— Given problem —
Lay out as a numbered list the lines of the records below, from the line with "# Mark every mountain range" to the line with "[268,258,292,280]", both included. Leave out blank lines.

— Data supplied —
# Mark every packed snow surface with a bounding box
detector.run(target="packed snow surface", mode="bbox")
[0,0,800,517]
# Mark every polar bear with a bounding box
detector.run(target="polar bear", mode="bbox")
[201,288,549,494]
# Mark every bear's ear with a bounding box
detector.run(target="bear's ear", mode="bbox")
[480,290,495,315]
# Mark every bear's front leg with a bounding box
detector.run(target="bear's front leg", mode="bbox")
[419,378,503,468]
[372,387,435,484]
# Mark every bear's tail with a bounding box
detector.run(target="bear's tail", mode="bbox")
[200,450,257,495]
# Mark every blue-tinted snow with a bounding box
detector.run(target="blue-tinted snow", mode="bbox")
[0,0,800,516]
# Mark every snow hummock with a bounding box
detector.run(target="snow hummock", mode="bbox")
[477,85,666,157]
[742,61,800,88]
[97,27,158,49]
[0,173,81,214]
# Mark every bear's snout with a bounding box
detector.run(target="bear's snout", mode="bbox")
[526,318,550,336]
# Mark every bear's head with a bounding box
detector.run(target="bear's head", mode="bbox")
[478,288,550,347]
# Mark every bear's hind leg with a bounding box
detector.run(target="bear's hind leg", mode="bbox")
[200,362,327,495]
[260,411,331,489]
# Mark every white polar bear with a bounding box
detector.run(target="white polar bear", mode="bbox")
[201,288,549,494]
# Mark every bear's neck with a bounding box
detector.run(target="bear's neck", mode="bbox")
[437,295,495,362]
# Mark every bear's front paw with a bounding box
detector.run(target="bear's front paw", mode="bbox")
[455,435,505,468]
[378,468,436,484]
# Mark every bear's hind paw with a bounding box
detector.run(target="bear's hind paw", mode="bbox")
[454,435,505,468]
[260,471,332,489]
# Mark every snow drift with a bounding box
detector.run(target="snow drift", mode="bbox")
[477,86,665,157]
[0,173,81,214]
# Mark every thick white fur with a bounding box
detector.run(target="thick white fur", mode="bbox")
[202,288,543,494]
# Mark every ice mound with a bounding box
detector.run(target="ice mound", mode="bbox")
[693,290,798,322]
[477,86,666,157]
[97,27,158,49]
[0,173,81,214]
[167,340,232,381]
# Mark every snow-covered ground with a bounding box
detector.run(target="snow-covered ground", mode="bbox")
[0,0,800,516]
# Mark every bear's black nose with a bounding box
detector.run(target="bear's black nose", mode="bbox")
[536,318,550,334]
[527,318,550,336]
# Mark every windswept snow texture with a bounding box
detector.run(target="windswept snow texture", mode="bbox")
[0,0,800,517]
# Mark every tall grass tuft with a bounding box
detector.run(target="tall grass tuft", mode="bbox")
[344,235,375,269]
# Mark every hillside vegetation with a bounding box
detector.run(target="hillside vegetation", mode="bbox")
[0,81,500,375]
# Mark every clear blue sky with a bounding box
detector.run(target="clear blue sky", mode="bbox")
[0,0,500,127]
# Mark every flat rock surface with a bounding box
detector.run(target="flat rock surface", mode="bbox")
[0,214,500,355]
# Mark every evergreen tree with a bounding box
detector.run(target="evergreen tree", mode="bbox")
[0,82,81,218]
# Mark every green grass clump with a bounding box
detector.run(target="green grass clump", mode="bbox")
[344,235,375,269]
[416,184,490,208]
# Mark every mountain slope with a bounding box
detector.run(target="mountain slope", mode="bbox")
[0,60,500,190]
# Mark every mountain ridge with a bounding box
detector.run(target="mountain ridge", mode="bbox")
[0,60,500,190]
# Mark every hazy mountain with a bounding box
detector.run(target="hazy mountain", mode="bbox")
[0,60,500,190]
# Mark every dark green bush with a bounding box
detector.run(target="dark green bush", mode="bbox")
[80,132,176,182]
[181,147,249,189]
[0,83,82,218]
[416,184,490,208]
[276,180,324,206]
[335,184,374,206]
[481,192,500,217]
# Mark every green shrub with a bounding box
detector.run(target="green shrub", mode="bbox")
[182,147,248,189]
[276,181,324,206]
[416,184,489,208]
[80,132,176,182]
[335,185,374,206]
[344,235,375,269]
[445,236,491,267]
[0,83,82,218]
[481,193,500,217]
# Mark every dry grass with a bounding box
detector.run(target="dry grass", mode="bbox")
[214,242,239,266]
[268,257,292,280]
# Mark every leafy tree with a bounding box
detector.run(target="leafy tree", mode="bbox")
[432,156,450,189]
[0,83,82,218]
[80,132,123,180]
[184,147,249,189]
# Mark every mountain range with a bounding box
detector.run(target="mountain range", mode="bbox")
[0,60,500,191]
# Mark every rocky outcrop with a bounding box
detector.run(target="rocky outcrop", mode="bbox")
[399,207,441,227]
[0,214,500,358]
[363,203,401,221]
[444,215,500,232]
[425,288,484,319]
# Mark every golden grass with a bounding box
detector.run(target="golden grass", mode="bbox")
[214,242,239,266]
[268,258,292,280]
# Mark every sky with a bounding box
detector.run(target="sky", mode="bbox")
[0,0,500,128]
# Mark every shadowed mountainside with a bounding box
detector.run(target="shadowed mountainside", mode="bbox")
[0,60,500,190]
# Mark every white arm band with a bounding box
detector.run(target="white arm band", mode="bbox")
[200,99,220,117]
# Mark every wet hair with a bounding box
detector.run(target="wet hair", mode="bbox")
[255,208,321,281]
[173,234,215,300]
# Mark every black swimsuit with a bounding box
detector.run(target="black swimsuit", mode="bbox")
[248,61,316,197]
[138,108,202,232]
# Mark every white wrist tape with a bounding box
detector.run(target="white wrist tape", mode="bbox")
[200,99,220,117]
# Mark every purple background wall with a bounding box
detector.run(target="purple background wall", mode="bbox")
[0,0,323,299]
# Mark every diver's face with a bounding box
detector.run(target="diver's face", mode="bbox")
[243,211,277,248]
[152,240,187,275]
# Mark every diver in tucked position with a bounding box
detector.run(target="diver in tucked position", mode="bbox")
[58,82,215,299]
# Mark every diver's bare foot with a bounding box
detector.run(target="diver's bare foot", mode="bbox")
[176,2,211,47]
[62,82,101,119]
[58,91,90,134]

— Exercise output —
1. # Mark every mountain range with a bounding box
2. detector.run(target="mountain range", mode="bbox")
3. [0,60,500,191]
4. # Mark every rocky outcrop with a bounding box
5. detector.run(target="rocky outcrop", mode="bbox")
6. [399,207,441,227]
7. [0,214,500,358]
8. [363,203,401,221]
9. [444,215,500,232]
10. [425,288,484,319]
11. # Mark every golden grass with a bounding box
12. detector.run(target="golden grass", mode="bbox")
13. [214,242,239,266]
14. [268,258,292,280]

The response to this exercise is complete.